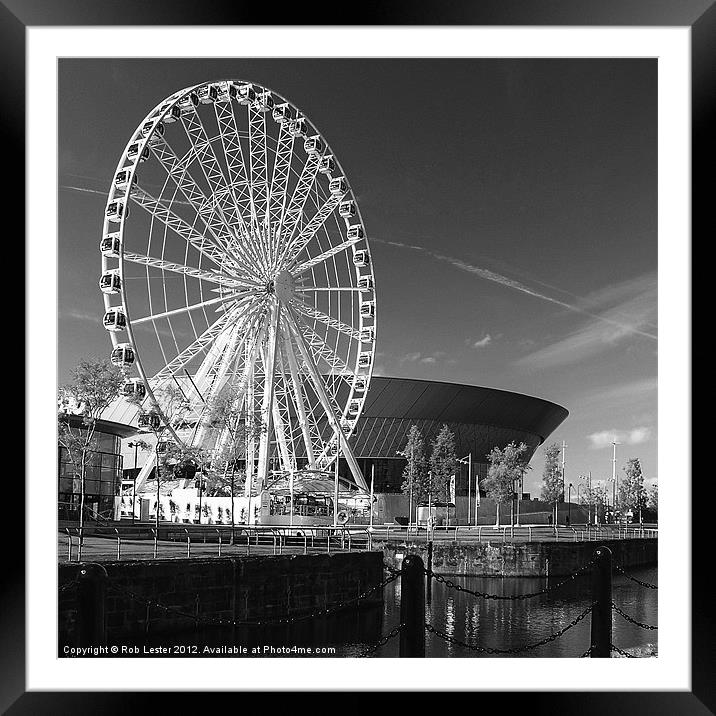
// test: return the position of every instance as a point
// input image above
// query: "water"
(488, 623)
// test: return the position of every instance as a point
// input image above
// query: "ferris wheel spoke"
(269, 359)
(258, 161)
(231, 143)
(202, 274)
(212, 301)
(294, 212)
(166, 216)
(228, 208)
(279, 184)
(205, 207)
(298, 399)
(297, 244)
(322, 351)
(194, 349)
(327, 254)
(325, 401)
(324, 318)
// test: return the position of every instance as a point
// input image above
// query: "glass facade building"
(103, 473)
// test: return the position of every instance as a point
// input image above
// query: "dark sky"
(511, 207)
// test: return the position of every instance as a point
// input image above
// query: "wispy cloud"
(483, 342)
(598, 335)
(614, 319)
(425, 358)
(605, 438)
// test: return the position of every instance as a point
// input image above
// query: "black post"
(90, 605)
(601, 637)
(429, 583)
(412, 607)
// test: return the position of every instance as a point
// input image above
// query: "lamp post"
(135, 445)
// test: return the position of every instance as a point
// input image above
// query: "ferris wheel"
(235, 262)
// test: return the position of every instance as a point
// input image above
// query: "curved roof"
(411, 399)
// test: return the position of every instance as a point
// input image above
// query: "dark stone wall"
(231, 588)
(527, 559)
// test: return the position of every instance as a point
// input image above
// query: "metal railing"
(513, 533)
(143, 541)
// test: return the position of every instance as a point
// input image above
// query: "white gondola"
(298, 127)
(347, 209)
(313, 145)
(187, 104)
(327, 164)
(207, 94)
(115, 319)
(282, 113)
(361, 258)
(134, 389)
(134, 153)
(123, 178)
(122, 355)
(148, 128)
(367, 309)
(264, 101)
(364, 360)
(246, 94)
(148, 422)
(339, 185)
(355, 232)
(365, 283)
(116, 210)
(110, 245)
(110, 282)
(224, 91)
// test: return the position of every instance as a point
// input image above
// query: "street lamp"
(135, 445)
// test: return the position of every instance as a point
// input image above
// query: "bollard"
(91, 588)
(429, 583)
(412, 608)
(601, 635)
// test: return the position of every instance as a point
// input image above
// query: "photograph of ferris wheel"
(247, 467)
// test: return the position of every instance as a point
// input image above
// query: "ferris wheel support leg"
(268, 397)
(326, 403)
(303, 418)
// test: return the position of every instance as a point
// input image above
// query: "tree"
(443, 464)
(595, 498)
(632, 495)
(552, 477)
(506, 467)
(171, 459)
(652, 499)
(415, 473)
(95, 384)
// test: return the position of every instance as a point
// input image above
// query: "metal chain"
(621, 651)
(516, 650)
(215, 621)
(630, 619)
(634, 579)
(381, 642)
(484, 595)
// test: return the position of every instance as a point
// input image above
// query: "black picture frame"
(699, 15)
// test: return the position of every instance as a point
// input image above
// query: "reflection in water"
(485, 622)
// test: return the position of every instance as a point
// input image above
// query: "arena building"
(480, 419)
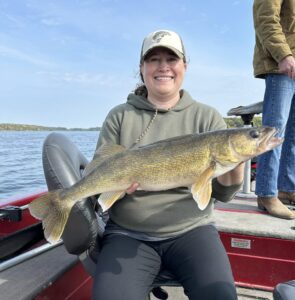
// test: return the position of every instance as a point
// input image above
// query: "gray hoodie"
(167, 213)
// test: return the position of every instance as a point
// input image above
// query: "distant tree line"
(23, 127)
(231, 123)
(238, 122)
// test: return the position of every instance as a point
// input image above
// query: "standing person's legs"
(126, 268)
(200, 263)
(286, 181)
(278, 96)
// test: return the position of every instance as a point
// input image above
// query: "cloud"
(84, 79)
(19, 55)
(51, 22)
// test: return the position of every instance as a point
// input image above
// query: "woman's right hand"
(133, 187)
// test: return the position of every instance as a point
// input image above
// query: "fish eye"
(254, 134)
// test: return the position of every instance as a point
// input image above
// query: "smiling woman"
(148, 230)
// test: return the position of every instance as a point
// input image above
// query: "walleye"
(191, 160)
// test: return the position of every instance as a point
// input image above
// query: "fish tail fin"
(107, 199)
(54, 213)
(40, 207)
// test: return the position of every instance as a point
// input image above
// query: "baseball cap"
(163, 38)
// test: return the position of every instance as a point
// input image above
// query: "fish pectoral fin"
(106, 200)
(105, 151)
(202, 189)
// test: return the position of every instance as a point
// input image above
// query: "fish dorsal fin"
(103, 152)
(202, 189)
(106, 200)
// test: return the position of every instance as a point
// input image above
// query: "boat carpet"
(242, 216)
(25, 280)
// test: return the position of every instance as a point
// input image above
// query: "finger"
(132, 188)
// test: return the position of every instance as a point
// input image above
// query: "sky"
(68, 62)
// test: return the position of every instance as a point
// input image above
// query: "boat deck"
(257, 243)
(241, 215)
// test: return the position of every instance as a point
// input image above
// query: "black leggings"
(126, 267)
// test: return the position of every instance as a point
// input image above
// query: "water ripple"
(21, 171)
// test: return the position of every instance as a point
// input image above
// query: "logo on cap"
(157, 37)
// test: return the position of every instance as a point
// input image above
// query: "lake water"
(21, 171)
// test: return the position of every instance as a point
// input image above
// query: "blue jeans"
(276, 168)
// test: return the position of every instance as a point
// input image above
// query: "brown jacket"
- - -
Would you please copy the listing exactly, omitting every picture?

// test: return the position of every instance as a point
// input image above
// query: "water"
(488, 623)
// test: return the position of every instance as a point
// input image above
// query: "ferris wheel spoke"
(269, 359)
(258, 161)
(231, 143)
(202, 274)
(212, 301)
(294, 212)
(166, 216)
(228, 208)
(279, 184)
(205, 207)
(298, 399)
(297, 244)
(322, 351)
(194, 349)
(327, 254)
(325, 401)
(324, 318)
// test: return the position of every instance as a point
// input image above
// query: "glass facade building"
(103, 473)
// test: return the position of every instance as a point
// input image above
// query: "dark sky"
(511, 207)
// test: return the position of every instance as a point
// input image above
// query: "wispy cloud"
(483, 342)
(598, 335)
(614, 319)
(425, 358)
(605, 438)
// test: return the position of every instance as a point
// input image above
// query: "black post"
(90, 605)
(601, 637)
(429, 583)
(412, 607)
// test: return the position of every instance as a point
// input image above
// query: "lamp post"
(135, 445)
// test: return the position of every instance as a point
// input image above
// query: "ferris wheel"
(235, 262)
// test: return the position of every instance as a point
// input image above
// query: "curved roof"
(411, 399)
// test: return the position of every instance as a point
// input image above
// query: "dark stone wall"
(231, 588)
(527, 559)
// test: return the position of every instance as a point
// input image above
// query: "metal railing"
(513, 533)
(143, 541)
// test: return the position of every instance as a point
// input image above
// query: "white gondola"
(298, 127)
(347, 209)
(313, 145)
(187, 104)
(327, 164)
(207, 94)
(115, 319)
(282, 113)
(361, 258)
(134, 389)
(134, 153)
(123, 178)
(122, 355)
(148, 128)
(367, 309)
(264, 101)
(364, 360)
(246, 94)
(148, 422)
(339, 185)
(355, 232)
(365, 283)
(116, 210)
(110, 245)
(110, 282)
(224, 91)
// test: return the position of every instance as a point
// input image above
// query: "street lamp"
(135, 445)
// test: return the position of every instance as a point
// input image above
// query: "bollard"
(91, 588)
(429, 583)
(412, 608)
(601, 635)
// test: return the position of every instance as a point
// input image above
// query: "photograph of ferris wheel"
(247, 467)
// test: return the position of every instance as a point
// input image above
// query: "ferris wheel support leg"
(268, 397)
(326, 403)
(303, 418)
// test: return the position of every instance as a point
// input image above
// query: "tree"
(443, 464)
(595, 498)
(632, 495)
(552, 477)
(506, 467)
(171, 459)
(652, 499)
(415, 473)
(95, 384)
// test: return the position of every instance as a point
// input image above
// query: "metal chain"
(621, 651)
(516, 650)
(215, 621)
(630, 619)
(634, 579)
(381, 642)
(484, 595)
// test: return the position of every instance as a point
// input image above
// query: "black picture frame"
(699, 15)
// test: return the position of every instance as a point
// input image above
// query: "reflection in water"
(485, 622)
// test: return the position of every instance as a point
// input image above
// query: "arena building"
(480, 419)
// test: return the position of every instance as a point
// input image above
// query: "gray hoodie"
(167, 213)
// test: return the position of every instance as a point
// input image above
// query: "distant tree line"
(23, 127)
(231, 123)
(238, 122)
// test: return the position of every instance as a point
// input image above
// query: "standing person's legs"
(126, 268)
(200, 263)
(286, 181)
(278, 96)
// test: return the position of every instance as a point
// input image above
// query: "cloud"
(84, 79)
(19, 55)
(51, 22)
// test: return the position of every instance as a point
// input image above
// query: "woman's right hand"
(133, 187)
// test: return the position of every instance as a point
// input image above
// query: "fish eye"
(254, 134)
// test: return the position of every instance as a point
// input image above
// query: "smiling woman"
(148, 230)
// test: return the position of every instance as a point
// input image above
// query: "walleye"
(191, 160)
// test: return the position of every instance as a point
// input image above
// query: "fish tail fin"
(107, 199)
(54, 213)
(40, 207)
// test: return the position of every instance as a point
// input image above
// query: "baseball cap"
(163, 38)
// test: return the position of every instance as a point
// input image above
// query: "fish pectoral fin"
(106, 200)
(105, 151)
(202, 189)
// test: return the position of every instance as a point
// input image above
// query: "fish dorsal fin"
(103, 152)
(202, 189)
(106, 200)
// test: return the position of every instance as a point
// input image above
// query: "boat carpet"
(242, 216)
(25, 280)
// test: return the position of every instance as a point
// input image above
// query: "finger"
(132, 188)
// test: return the position of every instance as a point
// input image above
// query: "sky"
(68, 62)
// test: return the position of every instance as a point
// input image above
// query: "boat deck"
(257, 243)
(241, 215)
// test: return the position of every instance as a point
// input image above
// query: "black leggings"
(126, 267)
// test: return the position of every instance as a point
// input image above
// query: "water ripple"
(21, 171)
// test: return the position of every instance as a point
// input image above
// query: "logo on cap"
(157, 37)
// test: return the position of every instance as a point
// input image above
// query: "lake water"
(21, 171)
// test: return the position of every instance as a point
// input image above
// query: "blue jeans"
(276, 168)
// test: return the position of every instance as a point
// input image above
// query: "brown jacket"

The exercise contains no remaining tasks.